MongoDB long-running transactions: pinned snapshots and silent cache pressure
MongoDB latency climbs while write throughput looks normal and the working set is unchanged. Check WiredTiger cache: the dirty ratio is rising and application threads have started evicting pages. The cause is often invisible in standard cache metrics – a multi-document transaction that opened a snapshot and never let it go.
Multi-document transactions pin WiredTiger snapshots until commit or abort. That snapshot prevents the storage engine from evicting old document versions. A single transaction left open for minutes can silently pin enough pages to push the cache into eviction pressure. An inactive-but-open transaction is worse than an active one because it holds the snapshot indefinitely with no forward progress.
The default transactionLifetimeLimitSeconds is 60 seconds. Any transaction open longer than that is suspicious.
What this means
WiredTiger uses multiversion concurrency control. Every write creates a new version of a document in cache. Old versions are retained until no open transaction or cursor needs them. When a multi-document transaction begins, it takes a snapshot. As long as the transaction stays open, WiredTiger cannot evict any page version visible to that snapshot.
New writes continue to create versions. The cache fills with pinned history. Background eviction threads cannot free these pages. The dirty ratio climbs. Once the dirty ratio crosses the eviction threshold and background threads cannot keep up, application threads perform eviction directly. That adds latency to every operation that touches the storage engine, even reads on unrelated collections.
The damage is often caused by one forgotten transaction rather than a workload shift. Because the transaction may be inactive, it produces no opLatencies or ticket utilization signal on its own. The only direct evidence is in the transaction counters and currentOp.

########

WHAT NEEDS TO BE DONE - Please list every observation about the database's state reported in the opening paragraph of the MongoDB long-running transactions page above, the one beginning "MongoDB latency climbs".

########

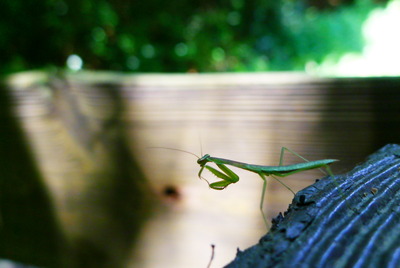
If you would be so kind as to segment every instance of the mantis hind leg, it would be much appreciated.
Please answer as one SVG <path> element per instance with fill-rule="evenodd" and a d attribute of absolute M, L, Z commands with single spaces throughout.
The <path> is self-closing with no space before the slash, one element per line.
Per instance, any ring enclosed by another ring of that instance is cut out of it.
<path fill-rule="evenodd" d="M 280 166 L 282 166 L 282 164 L 283 164 L 283 156 L 284 156 L 284 154 L 285 154 L 285 151 L 288 151 L 288 152 L 292 153 L 293 155 L 295 155 L 295 156 L 299 157 L 300 159 L 304 160 L 305 162 L 310 162 L 309 160 L 307 160 L 306 158 L 302 157 L 300 154 L 296 153 L 295 151 L 290 150 L 289 148 L 286 148 L 286 147 L 282 147 L 282 148 L 281 148 L 281 155 L 280 155 L 280 157 L 279 157 L 279 165 L 280 165 Z M 328 168 L 328 166 L 326 166 L 325 168 L 326 168 L 326 171 L 328 172 L 328 174 L 331 175 L 331 176 L 333 176 L 333 173 L 332 173 L 332 171 Z M 318 170 L 320 170 L 322 173 L 324 173 L 324 174 L 326 175 L 326 172 L 323 171 L 322 168 L 319 168 Z M 279 181 L 279 180 L 278 180 L 278 181 Z"/>
<path fill-rule="evenodd" d="M 261 201 L 260 201 L 260 211 L 261 211 L 261 215 L 263 216 L 263 220 L 265 223 L 265 226 L 267 226 L 267 228 L 269 228 L 269 224 L 267 221 L 267 216 L 264 214 L 264 198 L 265 198 L 265 190 L 267 189 L 267 178 L 265 178 L 265 176 L 262 173 L 259 173 L 261 179 L 263 180 L 263 189 L 261 192 Z"/>

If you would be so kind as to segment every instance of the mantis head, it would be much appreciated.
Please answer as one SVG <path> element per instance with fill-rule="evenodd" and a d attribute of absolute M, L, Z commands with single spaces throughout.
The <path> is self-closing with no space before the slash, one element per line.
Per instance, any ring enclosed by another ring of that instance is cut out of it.
<path fill-rule="evenodd" d="M 197 164 L 199 164 L 200 166 L 204 166 L 205 164 L 207 164 L 208 162 L 210 162 L 210 160 L 208 160 L 209 157 L 210 157 L 209 154 L 203 155 L 201 158 L 199 158 L 199 159 L 197 160 Z"/>

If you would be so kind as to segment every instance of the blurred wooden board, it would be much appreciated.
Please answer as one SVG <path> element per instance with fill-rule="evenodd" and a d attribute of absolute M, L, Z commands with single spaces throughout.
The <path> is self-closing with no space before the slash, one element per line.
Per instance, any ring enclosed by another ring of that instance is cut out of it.
<path fill-rule="evenodd" d="M 99 159 L 107 159 L 101 141 L 105 131 L 115 128 L 110 122 L 123 126 L 132 159 L 163 204 L 144 226 L 129 267 L 206 266 L 212 243 L 219 267 L 233 259 L 237 247 L 256 243 L 266 231 L 258 210 L 262 182 L 256 175 L 238 171 L 237 184 L 213 191 L 198 180 L 193 156 L 148 147 L 274 165 L 285 146 L 309 160 L 340 159 L 332 168 L 341 173 L 399 140 L 393 134 L 400 127 L 400 80 L 395 78 L 81 72 L 43 85 L 21 82 L 27 76 L 10 82 L 16 109 L 71 235 L 85 236 L 82 221 L 99 222 L 80 218 L 82 204 L 71 195 L 85 195 L 93 187 L 87 177 Z M 285 163 L 299 161 L 287 155 Z M 310 171 L 285 182 L 298 191 L 321 176 Z M 166 187 L 176 189 L 178 198 L 165 196 Z M 107 192 L 107 180 L 96 191 Z M 267 214 L 284 211 L 292 198 L 270 180 Z M 91 211 L 88 204 L 83 214 Z M 98 235 L 103 232 L 100 228 Z"/>

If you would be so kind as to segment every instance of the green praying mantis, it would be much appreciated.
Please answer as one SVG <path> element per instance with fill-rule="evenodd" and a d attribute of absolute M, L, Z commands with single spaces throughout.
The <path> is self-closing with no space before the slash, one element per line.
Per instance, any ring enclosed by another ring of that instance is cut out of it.
<path fill-rule="evenodd" d="M 154 147 L 153 147 L 154 148 Z M 158 147 L 161 148 L 161 147 Z M 229 160 L 229 159 L 224 159 L 224 158 L 219 158 L 219 157 L 213 157 L 209 154 L 205 154 L 202 157 L 198 157 L 197 155 L 187 152 L 184 150 L 179 150 L 179 149 L 173 149 L 173 148 L 164 148 L 164 149 L 170 149 L 170 150 L 175 150 L 175 151 L 181 151 L 185 153 L 189 153 L 191 155 L 194 155 L 198 158 L 197 164 L 200 165 L 200 171 L 198 173 L 198 177 L 200 179 L 205 180 L 209 187 L 214 190 L 223 190 L 232 183 L 236 183 L 239 181 L 239 176 L 233 172 L 230 168 L 227 167 L 233 166 L 236 168 L 240 168 L 243 170 L 247 170 L 253 173 L 258 174 L 261 179 L 263 180 L 263 187 L 262 187 L 262 192 L 261 192 L 261 200 L 260 200 L 260 210 L 261 214 L 263 216 L 263 220 L 266 226 L 268 226 L 266 216 L 263 211 L 263 204 L 264 204 L 264 197 L 265 197 L 265 191 L 267 188 L 267 176 L 273 177 L 275 180 L 277 180 L 279 183 L 281 183 L 285 188 L 287 188 L 289 191 L 295 195 L 292 189 L 290 189 L 289 186 L 287 186 L 282 180 L 280 180 L 277 177 L 286 177 L 298 172 L 306 171 L 306 170 L 311 170 L 311 169 L 321 169 L 325 168 L 330 176 L 333 176 L 332 171 L 329 168 L 329 164 L 339 161 L 337 159 L 322 159 L 322 160 L 316 160 L 316 161 L 308 161 L 304 157 L 300 156 L 296 152 L 286 148 L 282 147 L 281 148 L 281 155 L 280 155 L 280 160 L 279 160 L 279 166 L 262 166 L 262 165 L 253 165 L 253 164 L 247 164 L 243 162 L 238 162 L 234 160 Z M 306 161 L 303 163 L 298 163 L 298 164 L 293 164 L 293 165 L 282 165 L 283 163 L 283 156 L 285 151 L 289 151 L 292 154 L 300 157 L 302 160 Z M 217 167 L 220 170 L 217 170 L 214 167 L 211 167 L 208 165 L 208 163 L 214 163 L 217 165 Z M 220 181 L 209 183 L 208 180 L 206 180 L 203 176 L 202 173 L 204 169 L 207 169 L 210 171 L 212 174 L 214 174 L 217 178 L 221 179 Z"/>

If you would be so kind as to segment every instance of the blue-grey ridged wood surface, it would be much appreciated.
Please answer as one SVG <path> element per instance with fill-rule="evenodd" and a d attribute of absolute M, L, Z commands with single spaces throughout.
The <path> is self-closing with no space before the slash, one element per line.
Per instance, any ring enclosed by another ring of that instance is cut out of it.
<path fill-rule="evenodd" d="M 399 169 L 400 146 L 387 145 L 336 182 L 305 188 L 226 267 L 400 267 Z"/>

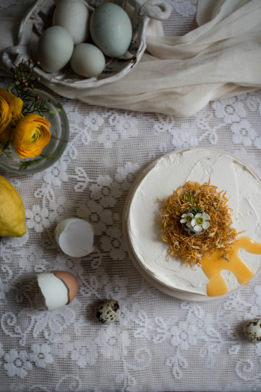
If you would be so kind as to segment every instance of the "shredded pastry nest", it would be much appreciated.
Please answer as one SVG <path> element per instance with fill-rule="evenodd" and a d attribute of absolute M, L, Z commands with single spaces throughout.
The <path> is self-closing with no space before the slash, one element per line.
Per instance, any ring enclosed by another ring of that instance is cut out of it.
<path fill-rule="evenodd" d="M 232 245 L 237 240 L 237 233 L 232 225 L 232 210 L 227 205 L 225 192 L 217 192 L 216 189 L 217 187 L 207 183 L 201 185 L 189 181 L 164 201 L 160 224 L 162 239 L 169 245 L 170 257 L 178 257 L 186 265 L 200 265 L 201 258 L 209 256 L 217 248 L 224 249 L 224 257 L 231 251 Z M 198 205 L 210 217 L 210 227 L 198 236 L 187 233 L 180 223 L 181 215 L 191 208 L 185 195 L 188 190 L 191 195 L 198 194 L 196 199 Z"/>

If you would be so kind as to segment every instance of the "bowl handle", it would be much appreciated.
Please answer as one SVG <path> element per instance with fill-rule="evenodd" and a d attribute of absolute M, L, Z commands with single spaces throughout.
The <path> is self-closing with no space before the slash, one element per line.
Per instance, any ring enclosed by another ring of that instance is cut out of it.
<path fill-rule="evenodd" d="M 13 66 L 14 63 L 17 65 L 23 59 L 26 60 L 28 58 L 27 45 L 9 46 L 3 50 L 1 55 L 3 64 L 9 69 Z"/>
<path fill-rule="evenodd" d="M 143 2 L 142 0 L 128 0 L 134 8 L 137 18 L 145 17 L 152 18 L 158 21 L 165 21 L 170 16 L 171 8 L 165 0 L 147 0 Z"/>
<path fill-rule="evenodd" d="M 165 21 L 170 16 L 171 8 L 165 0 L 147 0 L 141 6 L 140 14 L 158 21 Z"/>

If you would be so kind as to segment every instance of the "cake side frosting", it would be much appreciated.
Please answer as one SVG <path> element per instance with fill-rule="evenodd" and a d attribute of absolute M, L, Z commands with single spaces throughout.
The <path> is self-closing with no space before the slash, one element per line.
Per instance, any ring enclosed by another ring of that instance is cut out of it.
<path fill-rule="evenodd" d="M 126 210 L 130 242 L 137 260 L 154 279 L 176 290 L 207 295 L 208 278 L 200 267 L 190 268 L 176 258 L 169 257 L 157 221 L 162 204 L 173 190 L 188 181 L 209 181 L 226 191 L 237 231 L 261 242 L 261 184 L 251 169 L 233 157 L 214 150 L 191 149 L 160 159 L 141 178 Z M 256 273 L 261 257 L 242 250 L 244 260 Z M 235 275 L 222 271 L 229 290 L 237 288 Z"/>

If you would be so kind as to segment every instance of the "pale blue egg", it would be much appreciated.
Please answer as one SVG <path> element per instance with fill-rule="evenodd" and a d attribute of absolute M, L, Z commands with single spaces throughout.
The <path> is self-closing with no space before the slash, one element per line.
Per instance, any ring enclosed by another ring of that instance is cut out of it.
<path fill-rule="evenodd" d="M 106 56 L 119 57 L 128 50 L 132 37 L 130 18 L 119 5 L 103 3 L 91 17 L 90 30 L 95 44 Z"/>

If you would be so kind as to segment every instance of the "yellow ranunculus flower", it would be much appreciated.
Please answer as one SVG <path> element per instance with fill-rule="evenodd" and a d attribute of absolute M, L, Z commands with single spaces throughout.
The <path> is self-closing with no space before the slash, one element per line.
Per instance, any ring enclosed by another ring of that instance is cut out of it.
<path fill-rule="evenodd" d="M 10 123 L 20 118 L 24 102 L 21 98 L 0 89 L 0 143 L 10 140 L 13 129 Z"/>
<path fill-rule="evenodd" d="M 41 154 L 50 141 L 51 124 L 38 114 L 28 114 L 17 124 L 12 140 L 16 153 L 21 158 L 33 158 Z"/>

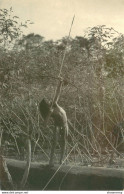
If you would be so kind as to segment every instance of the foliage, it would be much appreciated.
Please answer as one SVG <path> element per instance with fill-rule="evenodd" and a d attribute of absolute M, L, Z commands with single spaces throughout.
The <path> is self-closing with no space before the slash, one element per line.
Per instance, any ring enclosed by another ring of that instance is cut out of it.
<path fill-rule="evenodd" d="M 1 27 L 2 42 L 16 41 L 11 50 L 0 52 L 1 125 L 13 135 L 16 152 L 18 138 L 30 128 L 34 152 L 38 147 L 48 157 L 53 124 L 43 129 L 38 104 L 44 96 L 53 98 L 66 49 L 59 103 L 70 121 L 68 147 L 78 142 L 73 151 L 80 158 L 101 157 L 105 147 L 114 146 L 112 128 L 123 120 L 123 35 L 103 25 L 90 28 L 85 37 L 70 38 L 68 45 L 67 37 L 54 42 L 34 33 L 18 39 L 16 17 L 8 22 L 7 16 L 9 11 L 2 10 L 0 25 L 8 25 Z"/>

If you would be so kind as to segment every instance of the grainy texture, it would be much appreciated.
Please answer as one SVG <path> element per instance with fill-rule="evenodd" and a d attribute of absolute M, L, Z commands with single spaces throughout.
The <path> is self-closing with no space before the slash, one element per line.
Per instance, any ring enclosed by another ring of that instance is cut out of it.
<path fill-rule="evenodd" d="M 7 160 L 13 179 L 19 183 L 25 162 Z M 31 163 L 29 190 L 43 190 L 59 166 Z M 98 167 L 62 166 L 45 190 L 122 190 L 124 170 Z"/>

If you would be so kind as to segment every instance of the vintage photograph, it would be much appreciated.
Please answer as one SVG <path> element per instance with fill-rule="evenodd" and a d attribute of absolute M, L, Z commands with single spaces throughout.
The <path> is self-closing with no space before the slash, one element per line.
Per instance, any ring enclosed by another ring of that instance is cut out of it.
<path fill-rule="evenodd" d="M 0 0 L 0 190 L 124 189 L 124 0 Z"/>

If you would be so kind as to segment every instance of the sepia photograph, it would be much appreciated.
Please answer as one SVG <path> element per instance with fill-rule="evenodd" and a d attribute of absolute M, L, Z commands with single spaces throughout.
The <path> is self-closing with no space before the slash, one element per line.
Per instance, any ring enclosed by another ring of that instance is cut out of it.
<path fill-rule="evenodd" d="M 123 189 L 124 0 L 0 0 L 0 192 Z"/>

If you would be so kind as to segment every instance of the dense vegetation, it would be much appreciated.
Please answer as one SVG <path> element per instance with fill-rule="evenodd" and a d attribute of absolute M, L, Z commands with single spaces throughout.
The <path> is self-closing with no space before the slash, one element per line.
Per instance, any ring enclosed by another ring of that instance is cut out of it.
<path fill-rule="evenodd" d="M 12 8 L 0 10 L 0 128 L 4 153 L 21 155 L 28 133 L 32 154 L 40 151 L 48 157 L 53 123 L 43 128 L 38 104 L 43 97 L 53 98 L 66 49 L 59 104 L 70 123 L 68 152 L 76 153 L 81 160 L 85 155 L 87 161 L 93 160 L 93 153 L 100 158 L 103 151 L 110 154 L 115 146 L 113 128 L 123 121 L 124 114 L 124 35 L 102 25 L 88 28 L 85 35 L 69 41 L 68 37 L 46 41 L 39 34 L 24 36 L 22 28 L 29 21 L 19 23 L 12 12 Z"/>

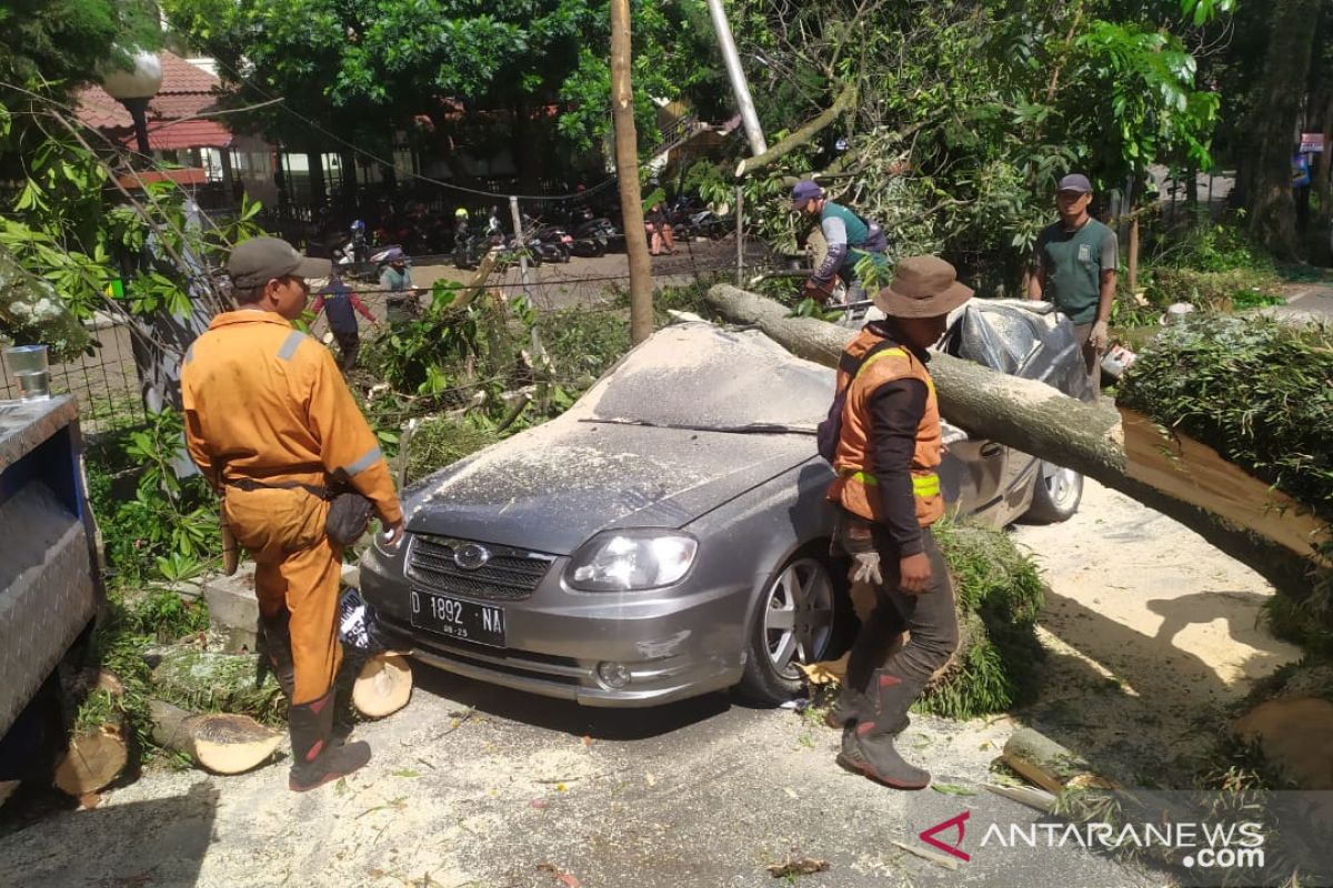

########

REPLY TO THE EXERCISE -
- Latency climbs.
- Write throughput looks normal.
- The working set is unchanged.
- The WiredTiger cache dirty ratio is rising.
- Application threads have started evicting pages.